**What you have to do:**
Transcribe the stretch of the listing below from its very first line through the line containing "(1047, 668)", keeping every line exactly as it appears.

··· Data for the task

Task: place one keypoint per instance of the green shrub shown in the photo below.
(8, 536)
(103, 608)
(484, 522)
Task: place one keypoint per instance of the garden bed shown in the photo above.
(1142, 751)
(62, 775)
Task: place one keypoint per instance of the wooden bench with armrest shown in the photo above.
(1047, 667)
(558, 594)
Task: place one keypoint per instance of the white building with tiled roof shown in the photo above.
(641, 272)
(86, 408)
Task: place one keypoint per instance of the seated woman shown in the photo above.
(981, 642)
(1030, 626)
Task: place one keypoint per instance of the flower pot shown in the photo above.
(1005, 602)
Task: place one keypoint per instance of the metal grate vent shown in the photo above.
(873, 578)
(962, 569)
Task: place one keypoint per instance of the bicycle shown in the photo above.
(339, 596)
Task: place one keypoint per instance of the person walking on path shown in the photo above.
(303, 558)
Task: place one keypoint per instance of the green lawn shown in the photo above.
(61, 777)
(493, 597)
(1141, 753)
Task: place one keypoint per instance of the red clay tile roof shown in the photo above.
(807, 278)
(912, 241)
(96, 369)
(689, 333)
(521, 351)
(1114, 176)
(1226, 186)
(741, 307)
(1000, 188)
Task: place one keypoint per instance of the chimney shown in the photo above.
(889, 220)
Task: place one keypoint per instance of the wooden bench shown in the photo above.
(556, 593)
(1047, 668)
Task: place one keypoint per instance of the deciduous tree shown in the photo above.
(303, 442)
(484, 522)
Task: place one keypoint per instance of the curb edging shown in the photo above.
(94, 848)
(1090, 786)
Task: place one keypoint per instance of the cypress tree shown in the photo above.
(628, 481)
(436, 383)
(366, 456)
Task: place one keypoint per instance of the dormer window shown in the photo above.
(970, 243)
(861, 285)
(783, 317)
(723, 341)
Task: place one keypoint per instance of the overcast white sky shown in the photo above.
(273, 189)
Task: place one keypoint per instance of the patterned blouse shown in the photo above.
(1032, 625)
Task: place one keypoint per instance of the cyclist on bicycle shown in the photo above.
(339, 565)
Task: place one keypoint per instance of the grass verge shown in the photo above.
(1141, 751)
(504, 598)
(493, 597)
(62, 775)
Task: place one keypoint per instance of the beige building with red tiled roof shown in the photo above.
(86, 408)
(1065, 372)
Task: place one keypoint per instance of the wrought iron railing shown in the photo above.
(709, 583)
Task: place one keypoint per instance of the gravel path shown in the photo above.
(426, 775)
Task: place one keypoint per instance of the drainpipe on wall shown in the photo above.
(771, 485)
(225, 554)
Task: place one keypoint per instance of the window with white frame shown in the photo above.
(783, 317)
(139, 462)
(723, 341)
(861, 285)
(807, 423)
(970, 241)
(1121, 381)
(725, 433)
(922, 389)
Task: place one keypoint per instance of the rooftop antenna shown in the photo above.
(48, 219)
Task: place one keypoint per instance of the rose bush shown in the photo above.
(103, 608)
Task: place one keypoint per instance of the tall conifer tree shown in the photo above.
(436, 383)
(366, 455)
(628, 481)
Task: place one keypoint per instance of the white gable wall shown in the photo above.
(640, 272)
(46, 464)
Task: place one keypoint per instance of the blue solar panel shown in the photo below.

······

**Exercise solution:**
Task: place one keypoint per instance of the green shrub shown in the photo below.
(8, 536)
(103, 608)
(484, 522)
Task: place one keypoint per instance of the garden bed shown in the photo above.
(1142, 751)
(62, 775)
Task: place one keypoint per instance of the wooden bench with armrest shown in the photo above.
(1047, 667)
(558, 594)
Task: place one keypoint per instance of the white building with tiled roof shown in the photo above.
(641, 272)
(86, 408)
Task: place one keypoint per instance of the seated woman shown in the photo above.
(981, 642)
(1030, 626)
Task: place one keypoint per instance of the flower pot shown in the photo above.
(1005, 602)
Task: place one keypoint per instance of the metal grate vent shown in the photo above.
(873, 578)
(962, 569)
Task: place one keypoint per instance of the bicycle shown in the photo above.
(339, 596)
Task: place one keypoint per instance of the person walking on path shown in the photo above.
(303, 558)
Task: place one keypoint per instance of the green lawn shown in the photo above.
(61, 777)
(493, 597)
(1141, 753)
Task: place one keypoint per instance of the red clay tile roof shown in the photo above.
(807, 278)
(912, 241)
(96, 369)
(689, 333)
(521, 351)
(1114, 176)
(1226, 186)
(741, 307)
(1000, 188)
Task: place one keypoint per instance of the chimney shown in the photo above.
(889, 220)
Task: place one keypoint per instance of the wooden bench shown in the photo above.
(556, 593)
(1047, 668)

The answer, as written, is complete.